Saved data entries
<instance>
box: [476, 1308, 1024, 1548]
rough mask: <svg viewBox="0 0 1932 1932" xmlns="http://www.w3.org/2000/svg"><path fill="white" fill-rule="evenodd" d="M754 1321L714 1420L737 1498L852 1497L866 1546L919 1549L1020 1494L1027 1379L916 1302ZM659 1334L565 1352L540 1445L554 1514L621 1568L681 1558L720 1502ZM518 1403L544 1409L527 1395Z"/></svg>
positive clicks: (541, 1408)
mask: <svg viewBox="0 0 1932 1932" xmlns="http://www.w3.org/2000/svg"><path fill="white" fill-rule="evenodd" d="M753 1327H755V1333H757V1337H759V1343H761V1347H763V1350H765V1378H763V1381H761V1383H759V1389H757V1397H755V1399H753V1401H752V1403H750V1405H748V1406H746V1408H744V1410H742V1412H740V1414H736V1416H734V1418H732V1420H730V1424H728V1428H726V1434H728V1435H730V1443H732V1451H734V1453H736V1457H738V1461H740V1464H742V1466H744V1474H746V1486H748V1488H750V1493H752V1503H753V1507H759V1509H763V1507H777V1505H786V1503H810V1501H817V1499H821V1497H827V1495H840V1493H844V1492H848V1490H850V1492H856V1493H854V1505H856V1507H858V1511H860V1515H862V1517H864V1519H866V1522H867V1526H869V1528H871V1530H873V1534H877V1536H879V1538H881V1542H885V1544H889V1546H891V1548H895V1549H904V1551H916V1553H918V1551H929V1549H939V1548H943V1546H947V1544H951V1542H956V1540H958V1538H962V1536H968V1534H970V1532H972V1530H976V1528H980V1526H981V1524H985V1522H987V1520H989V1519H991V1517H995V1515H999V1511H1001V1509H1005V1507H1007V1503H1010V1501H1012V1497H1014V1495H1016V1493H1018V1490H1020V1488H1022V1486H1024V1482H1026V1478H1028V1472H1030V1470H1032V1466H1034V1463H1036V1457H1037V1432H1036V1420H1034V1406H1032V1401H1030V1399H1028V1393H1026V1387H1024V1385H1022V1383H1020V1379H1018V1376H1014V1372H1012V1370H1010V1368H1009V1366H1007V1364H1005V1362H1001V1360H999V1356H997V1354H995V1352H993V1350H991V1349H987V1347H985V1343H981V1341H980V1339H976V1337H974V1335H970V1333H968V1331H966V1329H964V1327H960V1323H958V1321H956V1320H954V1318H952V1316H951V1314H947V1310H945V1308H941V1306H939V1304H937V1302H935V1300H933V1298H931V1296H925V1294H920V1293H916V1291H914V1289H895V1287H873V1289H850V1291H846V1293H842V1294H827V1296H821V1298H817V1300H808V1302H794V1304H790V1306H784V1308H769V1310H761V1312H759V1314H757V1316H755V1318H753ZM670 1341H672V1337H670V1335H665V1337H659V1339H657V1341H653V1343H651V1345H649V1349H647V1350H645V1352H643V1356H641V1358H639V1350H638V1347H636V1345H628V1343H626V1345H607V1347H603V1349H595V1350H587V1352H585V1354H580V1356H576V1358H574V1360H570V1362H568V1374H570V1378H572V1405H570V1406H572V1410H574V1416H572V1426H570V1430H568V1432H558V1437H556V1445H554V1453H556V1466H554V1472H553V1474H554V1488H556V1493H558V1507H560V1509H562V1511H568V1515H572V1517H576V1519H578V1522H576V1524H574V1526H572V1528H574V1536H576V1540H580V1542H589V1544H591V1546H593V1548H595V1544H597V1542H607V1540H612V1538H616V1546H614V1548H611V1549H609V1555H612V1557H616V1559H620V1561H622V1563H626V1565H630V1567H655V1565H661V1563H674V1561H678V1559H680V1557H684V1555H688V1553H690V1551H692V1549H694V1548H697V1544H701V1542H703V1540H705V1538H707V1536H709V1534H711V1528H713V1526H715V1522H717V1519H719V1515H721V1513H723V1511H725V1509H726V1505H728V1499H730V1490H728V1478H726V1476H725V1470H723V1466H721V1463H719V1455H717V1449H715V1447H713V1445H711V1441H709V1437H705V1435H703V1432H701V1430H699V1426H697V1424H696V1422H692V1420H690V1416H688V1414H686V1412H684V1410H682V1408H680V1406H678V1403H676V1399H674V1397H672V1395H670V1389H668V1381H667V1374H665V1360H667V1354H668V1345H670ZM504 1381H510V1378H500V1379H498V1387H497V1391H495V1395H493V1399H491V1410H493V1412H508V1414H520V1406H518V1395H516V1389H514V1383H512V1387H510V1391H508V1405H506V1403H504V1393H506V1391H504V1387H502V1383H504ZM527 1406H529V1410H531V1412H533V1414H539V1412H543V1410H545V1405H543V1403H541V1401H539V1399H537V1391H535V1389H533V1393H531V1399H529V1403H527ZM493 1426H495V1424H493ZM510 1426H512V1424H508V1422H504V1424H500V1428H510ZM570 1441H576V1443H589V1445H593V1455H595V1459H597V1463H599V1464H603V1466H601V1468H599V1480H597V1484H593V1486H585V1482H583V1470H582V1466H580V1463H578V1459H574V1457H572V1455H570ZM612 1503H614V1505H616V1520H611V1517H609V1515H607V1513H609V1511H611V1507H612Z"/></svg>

• Required work: Return, word for word, every line from the top of the entries down to the line that holds "rough mask: <svg", both included.

• Finished exercise:
<instance>
box: [476, 1308, 1024, 1548]
rough mask: <svg viewBox="0 0 1932 1932" xmlns="http://www.w3.org/2000/svg"><path fill="white" fill-rule="evenodd" d="M754 1321L714 1420L737 1498L852 1497L866 1546L919 1549L1020 1494L1027 1379L916 1302ZM659 1334L565 1352L540 1445L554 1514L621 1568L681 1558L720 1502ZM518 1403L544 1409L527 1395Z"/></svg>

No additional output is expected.